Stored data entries
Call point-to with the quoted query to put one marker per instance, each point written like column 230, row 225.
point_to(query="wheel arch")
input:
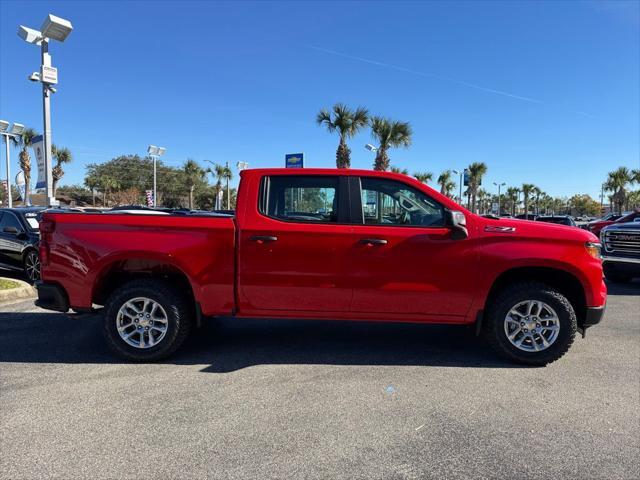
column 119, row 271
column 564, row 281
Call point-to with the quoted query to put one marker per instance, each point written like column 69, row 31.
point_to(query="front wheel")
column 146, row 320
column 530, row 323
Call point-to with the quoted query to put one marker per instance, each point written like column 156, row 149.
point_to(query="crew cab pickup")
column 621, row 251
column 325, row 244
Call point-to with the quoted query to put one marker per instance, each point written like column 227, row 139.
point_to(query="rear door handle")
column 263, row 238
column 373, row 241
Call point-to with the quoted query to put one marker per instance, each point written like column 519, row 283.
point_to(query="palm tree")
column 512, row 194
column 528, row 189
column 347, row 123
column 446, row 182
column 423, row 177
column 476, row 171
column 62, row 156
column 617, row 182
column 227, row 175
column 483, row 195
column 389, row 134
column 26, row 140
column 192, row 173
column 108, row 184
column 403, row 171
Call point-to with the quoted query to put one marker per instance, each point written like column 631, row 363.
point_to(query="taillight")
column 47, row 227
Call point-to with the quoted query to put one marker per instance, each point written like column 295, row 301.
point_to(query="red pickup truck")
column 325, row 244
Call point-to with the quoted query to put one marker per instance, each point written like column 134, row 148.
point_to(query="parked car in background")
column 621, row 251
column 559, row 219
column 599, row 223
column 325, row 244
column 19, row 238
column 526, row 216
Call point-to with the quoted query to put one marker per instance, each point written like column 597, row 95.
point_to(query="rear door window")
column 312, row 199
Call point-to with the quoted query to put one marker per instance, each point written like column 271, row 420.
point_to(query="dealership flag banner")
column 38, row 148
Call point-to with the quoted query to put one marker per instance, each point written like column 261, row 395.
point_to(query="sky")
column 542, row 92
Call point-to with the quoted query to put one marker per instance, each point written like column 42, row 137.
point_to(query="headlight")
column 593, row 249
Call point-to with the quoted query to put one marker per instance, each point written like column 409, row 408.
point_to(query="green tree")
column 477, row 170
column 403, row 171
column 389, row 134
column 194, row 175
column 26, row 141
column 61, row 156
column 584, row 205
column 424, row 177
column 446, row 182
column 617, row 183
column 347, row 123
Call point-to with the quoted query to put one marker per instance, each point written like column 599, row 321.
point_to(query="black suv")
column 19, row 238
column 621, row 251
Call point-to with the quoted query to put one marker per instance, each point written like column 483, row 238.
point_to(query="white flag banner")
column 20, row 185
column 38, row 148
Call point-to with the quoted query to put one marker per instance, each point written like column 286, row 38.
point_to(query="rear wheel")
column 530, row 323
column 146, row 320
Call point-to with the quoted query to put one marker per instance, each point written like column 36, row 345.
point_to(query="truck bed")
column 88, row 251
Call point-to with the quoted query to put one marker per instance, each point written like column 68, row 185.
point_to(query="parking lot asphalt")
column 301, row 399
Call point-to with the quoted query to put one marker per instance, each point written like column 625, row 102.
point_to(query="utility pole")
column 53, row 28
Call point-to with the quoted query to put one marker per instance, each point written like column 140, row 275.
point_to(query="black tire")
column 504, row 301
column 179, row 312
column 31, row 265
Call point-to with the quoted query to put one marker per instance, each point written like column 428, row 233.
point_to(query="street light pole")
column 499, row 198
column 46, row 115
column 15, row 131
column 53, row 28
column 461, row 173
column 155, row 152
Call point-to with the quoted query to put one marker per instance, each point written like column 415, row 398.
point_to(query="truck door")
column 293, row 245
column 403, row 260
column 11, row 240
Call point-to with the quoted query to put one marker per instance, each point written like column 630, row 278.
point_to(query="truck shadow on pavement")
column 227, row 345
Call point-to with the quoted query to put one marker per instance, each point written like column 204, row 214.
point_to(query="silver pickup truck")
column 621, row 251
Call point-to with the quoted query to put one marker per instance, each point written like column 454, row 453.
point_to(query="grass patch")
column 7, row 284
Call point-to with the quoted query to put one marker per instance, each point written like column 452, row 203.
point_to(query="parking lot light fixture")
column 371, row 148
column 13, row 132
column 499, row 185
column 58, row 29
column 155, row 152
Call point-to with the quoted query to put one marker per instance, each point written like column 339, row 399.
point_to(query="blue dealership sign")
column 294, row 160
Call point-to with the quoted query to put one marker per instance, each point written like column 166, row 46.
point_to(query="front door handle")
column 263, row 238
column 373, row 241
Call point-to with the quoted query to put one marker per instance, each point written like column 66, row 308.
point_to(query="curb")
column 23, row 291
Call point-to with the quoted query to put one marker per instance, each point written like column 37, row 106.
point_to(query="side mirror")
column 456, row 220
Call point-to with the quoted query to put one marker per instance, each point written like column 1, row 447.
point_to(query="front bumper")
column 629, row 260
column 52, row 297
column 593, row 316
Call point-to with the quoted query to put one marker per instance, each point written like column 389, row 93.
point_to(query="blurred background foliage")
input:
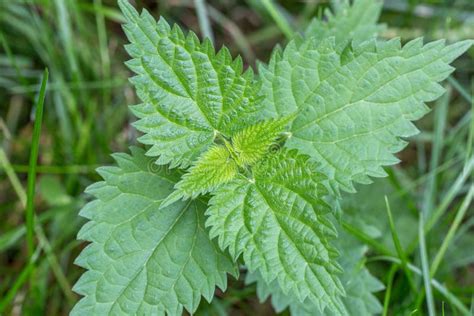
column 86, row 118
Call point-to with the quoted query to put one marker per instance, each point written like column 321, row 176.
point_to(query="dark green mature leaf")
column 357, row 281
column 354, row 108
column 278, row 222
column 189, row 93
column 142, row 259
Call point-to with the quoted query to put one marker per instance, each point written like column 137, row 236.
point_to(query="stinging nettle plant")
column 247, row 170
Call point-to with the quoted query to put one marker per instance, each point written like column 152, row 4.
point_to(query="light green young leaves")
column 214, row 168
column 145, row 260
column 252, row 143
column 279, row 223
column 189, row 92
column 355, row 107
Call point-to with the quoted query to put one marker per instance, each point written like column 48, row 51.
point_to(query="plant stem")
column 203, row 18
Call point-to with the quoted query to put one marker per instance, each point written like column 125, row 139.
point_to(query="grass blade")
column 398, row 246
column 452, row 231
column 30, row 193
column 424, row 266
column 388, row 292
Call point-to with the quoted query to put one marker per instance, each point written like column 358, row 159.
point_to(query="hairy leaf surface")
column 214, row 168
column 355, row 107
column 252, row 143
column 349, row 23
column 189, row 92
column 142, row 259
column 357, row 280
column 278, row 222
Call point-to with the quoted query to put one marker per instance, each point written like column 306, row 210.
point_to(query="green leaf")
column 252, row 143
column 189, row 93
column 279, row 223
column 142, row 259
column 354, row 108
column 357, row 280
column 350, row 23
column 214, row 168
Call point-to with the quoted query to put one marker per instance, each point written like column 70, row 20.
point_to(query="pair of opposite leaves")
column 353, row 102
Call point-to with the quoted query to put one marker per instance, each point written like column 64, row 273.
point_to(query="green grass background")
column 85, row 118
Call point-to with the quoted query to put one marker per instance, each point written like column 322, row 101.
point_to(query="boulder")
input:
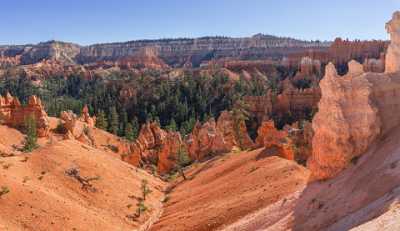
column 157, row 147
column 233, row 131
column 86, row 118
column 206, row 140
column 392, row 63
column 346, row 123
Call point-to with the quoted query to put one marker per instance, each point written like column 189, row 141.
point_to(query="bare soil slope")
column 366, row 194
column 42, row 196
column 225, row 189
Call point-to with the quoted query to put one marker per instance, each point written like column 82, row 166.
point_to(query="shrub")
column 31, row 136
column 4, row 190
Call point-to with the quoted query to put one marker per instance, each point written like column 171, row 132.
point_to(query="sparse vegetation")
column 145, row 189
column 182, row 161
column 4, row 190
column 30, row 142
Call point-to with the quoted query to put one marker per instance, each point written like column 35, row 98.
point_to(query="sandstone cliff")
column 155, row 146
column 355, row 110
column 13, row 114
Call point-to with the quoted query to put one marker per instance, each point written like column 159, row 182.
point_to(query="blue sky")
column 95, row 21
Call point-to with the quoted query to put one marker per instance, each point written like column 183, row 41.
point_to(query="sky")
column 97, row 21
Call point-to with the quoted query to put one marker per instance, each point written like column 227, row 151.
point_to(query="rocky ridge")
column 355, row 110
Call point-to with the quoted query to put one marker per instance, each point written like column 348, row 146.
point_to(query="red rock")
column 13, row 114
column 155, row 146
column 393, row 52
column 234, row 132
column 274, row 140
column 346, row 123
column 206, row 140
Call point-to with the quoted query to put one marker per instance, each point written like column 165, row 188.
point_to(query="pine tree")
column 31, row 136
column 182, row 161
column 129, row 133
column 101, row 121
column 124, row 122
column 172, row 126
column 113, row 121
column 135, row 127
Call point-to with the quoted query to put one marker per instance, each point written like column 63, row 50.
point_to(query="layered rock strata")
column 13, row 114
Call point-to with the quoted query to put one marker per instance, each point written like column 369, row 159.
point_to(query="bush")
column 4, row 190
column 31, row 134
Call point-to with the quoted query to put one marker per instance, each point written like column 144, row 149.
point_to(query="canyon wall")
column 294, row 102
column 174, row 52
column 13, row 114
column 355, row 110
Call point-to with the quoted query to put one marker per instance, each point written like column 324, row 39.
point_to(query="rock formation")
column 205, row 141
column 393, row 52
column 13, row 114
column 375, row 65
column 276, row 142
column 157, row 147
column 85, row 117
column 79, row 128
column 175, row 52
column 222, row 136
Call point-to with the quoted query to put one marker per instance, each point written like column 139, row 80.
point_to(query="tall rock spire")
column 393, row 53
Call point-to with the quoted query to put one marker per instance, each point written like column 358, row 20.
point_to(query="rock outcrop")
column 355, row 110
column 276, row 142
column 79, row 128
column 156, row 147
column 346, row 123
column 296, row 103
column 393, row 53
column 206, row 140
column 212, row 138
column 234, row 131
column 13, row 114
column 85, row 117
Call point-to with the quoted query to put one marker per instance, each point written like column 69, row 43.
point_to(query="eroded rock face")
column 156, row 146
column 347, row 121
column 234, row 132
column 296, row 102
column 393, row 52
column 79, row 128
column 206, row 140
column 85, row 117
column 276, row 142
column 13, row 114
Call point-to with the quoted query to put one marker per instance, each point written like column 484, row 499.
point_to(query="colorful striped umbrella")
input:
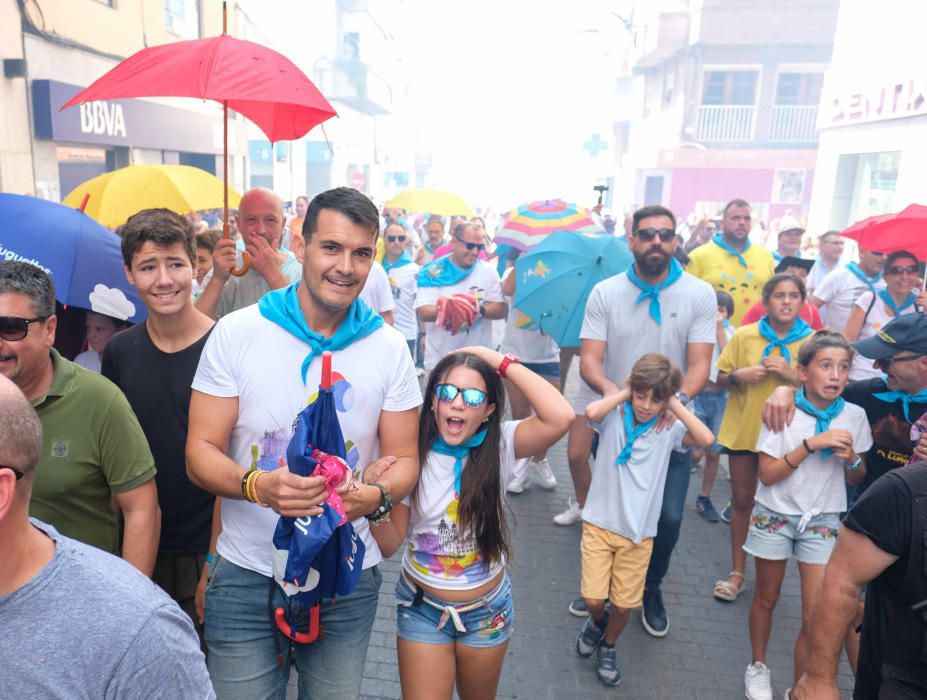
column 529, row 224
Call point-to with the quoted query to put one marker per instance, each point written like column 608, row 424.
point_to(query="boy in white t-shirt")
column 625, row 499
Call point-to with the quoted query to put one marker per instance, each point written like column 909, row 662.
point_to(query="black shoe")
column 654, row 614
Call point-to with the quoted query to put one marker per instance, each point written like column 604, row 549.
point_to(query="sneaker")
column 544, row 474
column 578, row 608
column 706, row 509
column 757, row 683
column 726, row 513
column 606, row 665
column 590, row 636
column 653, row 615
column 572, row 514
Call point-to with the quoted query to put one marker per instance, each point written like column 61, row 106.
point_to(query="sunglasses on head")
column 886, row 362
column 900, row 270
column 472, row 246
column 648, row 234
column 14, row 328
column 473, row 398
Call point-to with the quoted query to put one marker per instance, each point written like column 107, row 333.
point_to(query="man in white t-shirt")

Your objective
Your answer should be the lines from the opening of the records through the line with "134, row 148.", both ends retyped exactly and pictures left out.

Task output
Call point-to with the quoted query to put one marker per instance, each point written like column 230, row 225.
point_to(query="wheel arch")
input:
column 119, row 271
column 564, row 281
Call point-to with the quoted query to put one marker per instance, each point written like column 69, row 31.
point_to(query="front wheel")
column 146, row 320
column 530, row 323
Call point-to with the quoted query to put one marker per instance, each point written like column 156, row 149.
point_to(query="crew cab pickup")
column 621, row 251
column 325, row 244
Call point-to with the quoted query to put one marker per instance, each point written like column 227, row 139.
point_to(query="rear door handle")
column 263, row 238
column 373, row 241
Call point-to with the quoted query to put one marker per instance, each point written like column 519, row 283.
point_to(query="palm tree")
column 512, row 194
column 528, row 189
column 347, row 123
column 446, row 182
column 423, row 177
column 476, row 171
column 62, row 156
column 617, row 182
column 227, row 175
column 483, row 195
column 389, row 134
column 26, row 140
column 192, row 173
column 108, row 184
column 403, row 171
Call point-to with the quoted query to put one marker per instance, each point written like column 631, row 363.
point_to(query="taillight")
column 47, row 227
Call point-to with the quoted query to put one marker per instance, each point written like column 295, row 301.
point_to(query="red pickup truck")
column 325, row 244
Call point-to with the quoted query to put one marker per instance, each point written like column 134, row 148.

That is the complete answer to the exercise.